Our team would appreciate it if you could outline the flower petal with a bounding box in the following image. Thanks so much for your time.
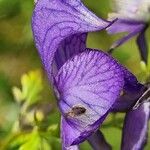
[88,130,111,150]
[61,117,79,150]
[32,0,109,80]
[56,49,124,145]
[111,69,146,112]
[122,103,150,150]
[137,26,148,63]
[107,19,145,49]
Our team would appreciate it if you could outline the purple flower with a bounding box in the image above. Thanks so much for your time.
[32,0,147,150]
[107,0,150,63]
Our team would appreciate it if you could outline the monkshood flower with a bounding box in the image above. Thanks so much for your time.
[32,0,148,150]
[107,0,150,63]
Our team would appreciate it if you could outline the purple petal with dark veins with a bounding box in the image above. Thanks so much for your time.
[88,130,112,150]
[137,25,148,63]
[56,49,124,146]
[111,69,146,112]
[121,103,150,150]
[32,0,109,80]
[107,19,145,49]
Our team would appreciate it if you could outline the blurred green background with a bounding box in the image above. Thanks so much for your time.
[0,0,150,150]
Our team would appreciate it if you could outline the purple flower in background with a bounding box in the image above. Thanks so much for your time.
[32,0,148,150]
[107,0,150,63]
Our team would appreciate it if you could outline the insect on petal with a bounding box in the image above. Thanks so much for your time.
[56,49,124,146]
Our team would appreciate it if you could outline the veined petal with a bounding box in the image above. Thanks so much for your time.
[122,102,150,150]
[32,0,109,80]
[56,49,124,146]
[111,69,146,112]
[107,19,145,49]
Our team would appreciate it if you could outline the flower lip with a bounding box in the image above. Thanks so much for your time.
[56,49,124,146]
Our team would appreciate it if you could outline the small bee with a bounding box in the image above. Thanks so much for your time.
[66,106,86,117]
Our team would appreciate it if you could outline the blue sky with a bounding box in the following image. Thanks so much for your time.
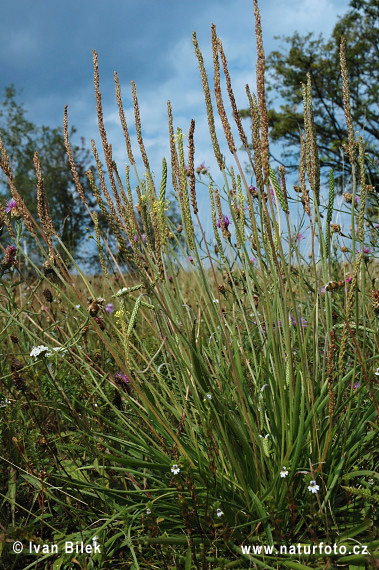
[0,0,349,240]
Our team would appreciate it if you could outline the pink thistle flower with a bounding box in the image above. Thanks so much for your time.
[5,198,17,214]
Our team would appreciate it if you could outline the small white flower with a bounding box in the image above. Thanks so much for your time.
[48,346,67,356]
[308,481,320,493]
[113,287,129,297]
[30,344,50,358]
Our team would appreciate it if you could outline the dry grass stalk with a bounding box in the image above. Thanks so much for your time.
[33,152,58,254]
[212,24,237,154]
[217,38,250,153]
[167,101,180,193]
[254,0,270,181]
[114,71,135,165]
[63,105,88,208]
[131,81,154,191]
[192,32,225,170]
[188,119,198,214]
[0,134,35,233]
[340,38,356,166]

┄┄┄┄┄┄

TASK
Arrange all of the entries above as a two-column CSV with the header columns instruction and boxes. Give one row per request, with its text under instruction and all its bounding boxes under boxes, each quoted and with line breaks replaced by spaces, and leave the pictures out.

ANSWER TO THE EXERCISE
instruction,boxes
"Our team would appreciate it if you could outline the flower petal with a bounding box in the following image. Thanks so much for your time.","[88,130,111,150] [61,117,79,150] [32,0,109,80] [56,49,124,145] [111,69,146,112] [122,103,150,150] [137,26,148,63] [107,19,145,49]"
"Our team would appreciate it if you could outline the purple flower with a bounding box in the image above. Thanks so much for your time.","[32,0,147,150] [107,0,150,63]"
"Our team would appreciate it if you could outline the monkshood flower with a bounding box in the image above. Thanks so much for your time.","[32,0,148,150] [107,0,150,63]"
"Our team would appreciate it if you could outline the purple petal with dark veins with a bounding box in the image above. Thanks so much for your time.","[88,130,112,150] [137,25,148,63] [56,49,124,146] [111,69,146,112] [121,103,150,150] [32,0,109,80] [107,19,145,49]"
"Our team would appreciate it if you could outline the blurred green background with a bounding box in the image above. Thanks so much for your time.","[0,0,150,150]"
"Our team would appreciate it if you could outline the purple flower in background with a bounding box in the image above. Thanks so much for your time.","[32,0,148,150] [107,0,150,63]"
"Our team would appreciate it if you could outline the insect on petal with a bounding box in the image above. Thanks so much for your time.","[56,49,124,146]"
"Our team would appreciate it if you could outline the veined petal with a bounding box in the image above. Thanks so much for your time.","[122,102,150,150] [32,0,109,80] [56,49,124,146] [111,69,146,112] [107,19,145,49]"
"Our team would appreciate it if you could outline the flower lip with a bounding box in the image above. Thanks so much for your time.","[56,49,124,146]"
"Our team would appreciate it if you could outline the small bee with a bounding box in the image above. Thanks so much for your time.","[66,106,86,117]"
"Our team would appreciate it if you could outline the blue sky with a bounding box in the following image. Thanks so much for your time.","[0,0,349,240]"
"Our team would appreciate it if you could outline the pink thistle flower with a bounding box in the image above. Thanks so much for your time.","[5,198,17,214]"
"Our team would appreciate it if you could outline the small white flower with a bounding box in the image above. Thanks so much for your time.","[48,346,67,356] [308,481,320,493] [113,287,129,297] [30,344,50,358]"
"Our team would appreciate it if you could outline the dry grass stalk with a bounding box in the image above. Thanks so much for your time.","[33,152,58,254] [212,24,237,154] [217,38,250,153] [167,101,180,193] [254,0,270,181] [114,71,135,165] [63,105,88,208] [131,81,154,191] [192,32,225,170] [188,119,198,214] [0,134,35,233] [340,38,356,166]"